FRAGMENT DOKUMENTU —
Tytuł wpisu w pamiętniku odchudzania:
nowe pokusy - wytrwalosc wieksza


od niedzieli pokusy typu - jakies danie na miescie, lody, slodycze - juz mnie sie nie czepiaja. zatrulem sie alkoholem w sobote i znow powrocilem do zdrowej zywnosci (a raczej oprcz zdrowej zywnosci przestalem dodwac do tego fast foodow). piszac zdrowa zywnosc mam na mysli to co ja uwazam za zdrowa zywnosc - i jest to raczej moje osobiste stwierdzenie na podstawei kilku artykulow wraz z wlasnymi doswiadczeniami. przykladowo za zdrowe uwazam - kogiel mogiel (zoltka z wiejskich jajek, lyzka miodu spadziowego surowego, 2 lyzki oleju lnianego tez surowego zaczalem dodawac do tego), zalatki warzywne (swieze warzywa, ewentualnie czasem kiszona kapusta, kioszony ogorek do tego, imbir, siemie lniane zmielone, oliwa z oliwek tloczona na zimno z 1szego tloczenia, olej lniany budwinowy, niefiltrowany), surowki (tarte jablka, marchewka, ewentualnie pietruszka, seler kapusta kiszona), kielki, czosnek,cebula namoczone w wodzie. orzechy namoczone (ostatnio sie dowiedzialme ze moczenie pomaga w trawieniu nasion, dlatego warto namoczyc wszelkiego rodzaju nasiona przed spozyciem, ewentualnie podkielkowac, zeby pozbyc sie inhibitorow enzymow), swieze warzywa i owoce, najlepiej z pewnego zrodla (np. od wujka - nie "przeslodzone", niepryskane, z naturalna odpornoscia, wynikajaca z wysokiej jakosci). Ostatnio jesli mam ochote na cos slodkiego - to sypie sobie slonecznika z dynia do miseczki i z miodem spadziowym konsumuje (takie male co nieco).

LISTA ZADAŃ —
- a) Ustal, czy poniższe stwierdzenia zgadzają się z wpisem z pamiętnika odchudzania. Przy każdym odpowiedz tak lub nie i przytocz dosłownie słowa wpisu, które o tym przesądzają: (i) We wpisie mowa jest o zatruciu alkoholem w niedzielę. (ii) Do kogla mogla dodawany jest miód spadziowy. (iii) Orzechy przed jedzeniem należy prażyć.
- b) Kontynuuj wpis z pamiętnika odchudzania od miejsca, w którym się kończy.

DOSTARCZONE DANE —

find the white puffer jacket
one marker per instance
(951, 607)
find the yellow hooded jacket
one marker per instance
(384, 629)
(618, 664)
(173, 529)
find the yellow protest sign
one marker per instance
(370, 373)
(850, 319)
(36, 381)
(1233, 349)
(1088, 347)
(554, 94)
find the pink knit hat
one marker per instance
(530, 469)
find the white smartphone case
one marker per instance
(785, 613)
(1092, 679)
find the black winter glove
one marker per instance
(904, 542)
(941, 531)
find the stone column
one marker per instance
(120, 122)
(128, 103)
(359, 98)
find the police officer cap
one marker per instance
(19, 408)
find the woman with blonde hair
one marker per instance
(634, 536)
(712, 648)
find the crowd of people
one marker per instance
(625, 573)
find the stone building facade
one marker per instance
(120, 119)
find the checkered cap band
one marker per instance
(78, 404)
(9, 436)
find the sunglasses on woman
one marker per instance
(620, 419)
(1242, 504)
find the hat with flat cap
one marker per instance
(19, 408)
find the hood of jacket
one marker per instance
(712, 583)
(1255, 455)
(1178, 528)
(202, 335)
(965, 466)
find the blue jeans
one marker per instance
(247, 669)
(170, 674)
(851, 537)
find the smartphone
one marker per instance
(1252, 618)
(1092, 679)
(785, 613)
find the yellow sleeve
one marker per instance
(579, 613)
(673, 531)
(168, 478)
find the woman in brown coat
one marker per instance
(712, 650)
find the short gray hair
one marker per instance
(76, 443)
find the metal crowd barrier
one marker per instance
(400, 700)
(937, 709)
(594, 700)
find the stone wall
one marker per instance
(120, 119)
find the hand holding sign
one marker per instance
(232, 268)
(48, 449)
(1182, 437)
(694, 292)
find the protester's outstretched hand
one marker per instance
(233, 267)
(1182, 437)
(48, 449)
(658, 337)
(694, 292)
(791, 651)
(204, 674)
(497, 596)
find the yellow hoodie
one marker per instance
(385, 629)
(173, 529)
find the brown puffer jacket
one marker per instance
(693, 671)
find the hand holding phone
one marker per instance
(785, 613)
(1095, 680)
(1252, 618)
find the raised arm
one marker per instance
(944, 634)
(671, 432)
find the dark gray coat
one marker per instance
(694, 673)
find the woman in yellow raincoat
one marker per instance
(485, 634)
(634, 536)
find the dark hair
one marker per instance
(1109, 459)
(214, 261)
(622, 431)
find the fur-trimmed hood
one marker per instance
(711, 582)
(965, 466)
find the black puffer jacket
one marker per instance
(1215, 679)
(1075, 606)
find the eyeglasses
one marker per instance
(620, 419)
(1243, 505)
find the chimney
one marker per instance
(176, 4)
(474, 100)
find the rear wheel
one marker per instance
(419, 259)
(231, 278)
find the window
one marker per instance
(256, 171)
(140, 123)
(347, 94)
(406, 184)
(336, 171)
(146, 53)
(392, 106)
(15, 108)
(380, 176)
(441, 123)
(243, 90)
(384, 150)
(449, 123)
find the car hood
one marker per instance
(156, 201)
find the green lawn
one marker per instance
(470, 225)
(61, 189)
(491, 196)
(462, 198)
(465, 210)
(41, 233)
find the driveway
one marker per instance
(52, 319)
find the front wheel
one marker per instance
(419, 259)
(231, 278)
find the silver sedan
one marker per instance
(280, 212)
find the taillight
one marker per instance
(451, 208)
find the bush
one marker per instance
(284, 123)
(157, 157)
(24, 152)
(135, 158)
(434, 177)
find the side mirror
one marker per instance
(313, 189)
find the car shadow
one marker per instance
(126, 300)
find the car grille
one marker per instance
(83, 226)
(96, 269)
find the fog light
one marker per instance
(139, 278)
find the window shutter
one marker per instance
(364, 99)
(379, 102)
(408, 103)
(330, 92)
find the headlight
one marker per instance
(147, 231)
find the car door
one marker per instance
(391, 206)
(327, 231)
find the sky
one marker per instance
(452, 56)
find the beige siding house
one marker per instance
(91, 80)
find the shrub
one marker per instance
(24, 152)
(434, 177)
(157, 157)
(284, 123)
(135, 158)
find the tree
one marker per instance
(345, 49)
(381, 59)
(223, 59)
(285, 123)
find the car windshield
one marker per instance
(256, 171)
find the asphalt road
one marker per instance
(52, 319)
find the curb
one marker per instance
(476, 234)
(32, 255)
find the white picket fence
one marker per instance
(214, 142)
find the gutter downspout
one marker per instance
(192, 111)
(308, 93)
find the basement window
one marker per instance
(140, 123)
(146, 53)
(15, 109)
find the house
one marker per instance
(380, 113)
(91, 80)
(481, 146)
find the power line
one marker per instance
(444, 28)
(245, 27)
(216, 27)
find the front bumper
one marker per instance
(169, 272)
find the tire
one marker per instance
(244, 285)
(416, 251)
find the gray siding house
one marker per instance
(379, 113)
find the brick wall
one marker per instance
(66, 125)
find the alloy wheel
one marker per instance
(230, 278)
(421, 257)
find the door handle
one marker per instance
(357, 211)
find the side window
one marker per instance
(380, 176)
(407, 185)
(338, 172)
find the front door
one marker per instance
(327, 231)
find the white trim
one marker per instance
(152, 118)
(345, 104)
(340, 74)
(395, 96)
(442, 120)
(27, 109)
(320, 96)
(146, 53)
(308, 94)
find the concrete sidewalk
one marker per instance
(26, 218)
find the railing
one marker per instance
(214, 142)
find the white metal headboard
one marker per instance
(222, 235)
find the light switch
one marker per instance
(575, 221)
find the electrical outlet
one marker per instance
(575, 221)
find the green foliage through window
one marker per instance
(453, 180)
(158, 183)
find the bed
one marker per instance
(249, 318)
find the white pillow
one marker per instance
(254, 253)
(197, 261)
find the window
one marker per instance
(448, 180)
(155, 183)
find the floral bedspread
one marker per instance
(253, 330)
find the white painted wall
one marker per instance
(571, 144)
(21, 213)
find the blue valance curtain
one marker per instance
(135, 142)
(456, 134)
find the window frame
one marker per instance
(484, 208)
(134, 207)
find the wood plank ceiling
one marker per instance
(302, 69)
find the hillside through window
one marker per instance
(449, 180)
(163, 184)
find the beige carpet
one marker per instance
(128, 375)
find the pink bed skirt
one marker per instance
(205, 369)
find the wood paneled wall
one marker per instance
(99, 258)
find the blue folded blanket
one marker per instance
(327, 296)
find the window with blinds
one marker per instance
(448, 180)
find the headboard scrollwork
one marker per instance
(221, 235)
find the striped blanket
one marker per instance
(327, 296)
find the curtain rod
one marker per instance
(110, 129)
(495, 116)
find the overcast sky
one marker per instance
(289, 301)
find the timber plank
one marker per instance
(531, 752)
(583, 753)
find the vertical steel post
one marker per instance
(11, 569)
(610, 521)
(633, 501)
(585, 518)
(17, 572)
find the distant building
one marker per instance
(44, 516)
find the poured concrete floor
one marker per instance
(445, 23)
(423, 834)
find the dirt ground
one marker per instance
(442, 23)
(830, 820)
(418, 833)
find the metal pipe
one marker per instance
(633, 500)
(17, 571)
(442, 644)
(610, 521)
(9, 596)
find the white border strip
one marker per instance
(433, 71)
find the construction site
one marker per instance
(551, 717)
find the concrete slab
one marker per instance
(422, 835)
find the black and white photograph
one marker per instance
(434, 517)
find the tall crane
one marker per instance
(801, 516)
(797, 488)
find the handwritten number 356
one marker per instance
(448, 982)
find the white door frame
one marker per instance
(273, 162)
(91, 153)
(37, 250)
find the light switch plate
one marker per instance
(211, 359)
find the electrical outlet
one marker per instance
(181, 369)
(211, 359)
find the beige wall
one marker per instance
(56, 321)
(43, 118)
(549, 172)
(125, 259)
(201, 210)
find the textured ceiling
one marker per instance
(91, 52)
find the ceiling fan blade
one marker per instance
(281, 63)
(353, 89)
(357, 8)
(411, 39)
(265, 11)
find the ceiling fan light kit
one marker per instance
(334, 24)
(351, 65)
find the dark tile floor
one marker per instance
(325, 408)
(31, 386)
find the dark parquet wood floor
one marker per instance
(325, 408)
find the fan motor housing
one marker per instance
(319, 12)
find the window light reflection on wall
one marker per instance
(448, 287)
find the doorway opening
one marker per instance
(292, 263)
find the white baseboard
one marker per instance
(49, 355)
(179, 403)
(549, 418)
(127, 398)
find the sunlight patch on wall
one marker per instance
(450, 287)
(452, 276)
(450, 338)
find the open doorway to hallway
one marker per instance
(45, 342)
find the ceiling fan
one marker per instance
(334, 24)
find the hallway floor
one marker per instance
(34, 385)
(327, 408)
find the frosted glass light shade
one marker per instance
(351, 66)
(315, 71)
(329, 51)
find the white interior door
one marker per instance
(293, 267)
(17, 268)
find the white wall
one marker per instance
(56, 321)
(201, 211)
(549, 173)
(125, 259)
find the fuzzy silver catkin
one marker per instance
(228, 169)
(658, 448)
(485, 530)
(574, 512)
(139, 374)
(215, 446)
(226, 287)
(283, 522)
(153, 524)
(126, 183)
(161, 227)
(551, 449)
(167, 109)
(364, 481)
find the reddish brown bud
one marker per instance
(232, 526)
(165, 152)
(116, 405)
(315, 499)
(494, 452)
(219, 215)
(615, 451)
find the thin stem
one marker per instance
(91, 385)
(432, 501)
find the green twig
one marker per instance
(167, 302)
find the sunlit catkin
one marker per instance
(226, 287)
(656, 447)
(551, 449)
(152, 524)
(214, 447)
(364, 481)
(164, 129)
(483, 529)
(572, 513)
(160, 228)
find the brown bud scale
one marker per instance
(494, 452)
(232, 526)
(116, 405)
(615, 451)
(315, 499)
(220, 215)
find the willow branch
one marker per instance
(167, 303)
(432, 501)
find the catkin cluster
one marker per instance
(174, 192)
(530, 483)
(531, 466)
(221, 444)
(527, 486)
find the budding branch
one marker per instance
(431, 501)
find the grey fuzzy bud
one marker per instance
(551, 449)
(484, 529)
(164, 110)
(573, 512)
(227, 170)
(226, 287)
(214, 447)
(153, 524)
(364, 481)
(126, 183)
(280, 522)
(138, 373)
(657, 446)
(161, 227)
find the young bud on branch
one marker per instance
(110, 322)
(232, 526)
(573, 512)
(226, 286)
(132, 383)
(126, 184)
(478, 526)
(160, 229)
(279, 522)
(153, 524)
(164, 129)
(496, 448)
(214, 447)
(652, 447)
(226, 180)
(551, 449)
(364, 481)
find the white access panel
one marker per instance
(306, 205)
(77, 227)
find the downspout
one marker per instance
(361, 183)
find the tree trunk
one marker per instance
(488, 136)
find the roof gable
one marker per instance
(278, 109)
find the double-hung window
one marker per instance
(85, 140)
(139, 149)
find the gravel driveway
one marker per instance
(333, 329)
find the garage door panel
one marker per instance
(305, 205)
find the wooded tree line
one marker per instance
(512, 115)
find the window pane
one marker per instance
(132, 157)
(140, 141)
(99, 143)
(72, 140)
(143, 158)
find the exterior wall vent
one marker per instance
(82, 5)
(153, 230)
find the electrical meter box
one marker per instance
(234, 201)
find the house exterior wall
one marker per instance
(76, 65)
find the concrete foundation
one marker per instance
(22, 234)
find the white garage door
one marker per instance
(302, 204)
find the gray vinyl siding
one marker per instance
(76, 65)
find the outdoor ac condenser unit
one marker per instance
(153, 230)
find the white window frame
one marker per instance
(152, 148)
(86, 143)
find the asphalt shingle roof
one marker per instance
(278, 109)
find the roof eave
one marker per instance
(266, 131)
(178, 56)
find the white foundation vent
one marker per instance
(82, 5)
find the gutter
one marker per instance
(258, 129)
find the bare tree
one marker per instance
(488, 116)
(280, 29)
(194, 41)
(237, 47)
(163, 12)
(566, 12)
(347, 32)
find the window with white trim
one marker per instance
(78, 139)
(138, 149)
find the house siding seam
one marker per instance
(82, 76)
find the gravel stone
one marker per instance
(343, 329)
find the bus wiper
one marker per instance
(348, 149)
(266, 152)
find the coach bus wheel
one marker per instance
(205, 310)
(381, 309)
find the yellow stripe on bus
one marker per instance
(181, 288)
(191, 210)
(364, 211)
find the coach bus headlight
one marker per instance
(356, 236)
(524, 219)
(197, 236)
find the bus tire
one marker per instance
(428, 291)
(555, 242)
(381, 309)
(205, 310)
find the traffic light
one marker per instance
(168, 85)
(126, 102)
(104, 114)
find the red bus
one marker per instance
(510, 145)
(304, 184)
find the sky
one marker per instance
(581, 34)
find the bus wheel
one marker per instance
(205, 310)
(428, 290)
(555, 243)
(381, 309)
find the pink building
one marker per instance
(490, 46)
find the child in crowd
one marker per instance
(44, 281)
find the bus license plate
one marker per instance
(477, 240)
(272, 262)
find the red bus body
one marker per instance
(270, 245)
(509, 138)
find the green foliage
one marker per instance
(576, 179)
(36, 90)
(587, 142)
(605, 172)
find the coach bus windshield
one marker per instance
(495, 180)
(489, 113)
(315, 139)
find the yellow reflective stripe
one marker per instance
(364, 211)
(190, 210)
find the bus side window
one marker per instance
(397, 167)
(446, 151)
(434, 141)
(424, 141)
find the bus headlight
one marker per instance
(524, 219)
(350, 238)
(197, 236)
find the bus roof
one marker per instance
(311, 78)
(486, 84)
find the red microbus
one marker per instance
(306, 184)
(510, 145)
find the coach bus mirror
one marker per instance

ODPOWIEDZI DO ZADAŃ —
- a)
(i) Nie: „zatrulem sie alkoholem w sobote”.
(ii) Tak: „lyzka miodu spadziowego surowego”.
(iii) Nie: „orzechy namoczone”.

- b)
Nowe pokusy o ktorychy wspomnialem w temacie - mama przyjechala i zaczela mnie kusic. Jest takie przyslowie - "Bóg dał nam pokarm, a diabeł kucharza". I juz na wstepie powiedzialem - "nawet mi nic nie proponuj, po prostu sie nie pytaj czy chce cokolwiek - jesli bede chcial to sobei wezme !!!". Ale gdzie tam - "tam jest buleczka, wez sobie golabka, wez sobie kotlecika - swieze sa, watrobka swiza - smaczna drobiowa - wez sprobuj a zjesz wszystko - przeciez to nie duzo", - "Ale ja nie chce", - "Ale to swieze, cieple jeszcze, dopiero ugotowane, wez jak chcesz", -"Ale nie chce, mowilem zebys mi nawet nie proponowala". Wyszedlem, zjadlem gruszke, ale sobie mysalem jak to barwnie o golobaku czy watrobce opowiadala (a watrobka byla zwykla "fabryczna" watrobbka usmazona w duzej ilosci rafinowanego oleju). Mimo to zjadlem kawalek, zjadlem golabka. ehh.

A wiec ja uwazam za zle pozywienie - wszytsko co jest przetworzone, im bardzije przetworzone, tym gorzej.(nie wazne czy owo przetworzenie to rpzetworzenie termiczne, chemiczne, genetyczne, molekularne, czy fabryczne).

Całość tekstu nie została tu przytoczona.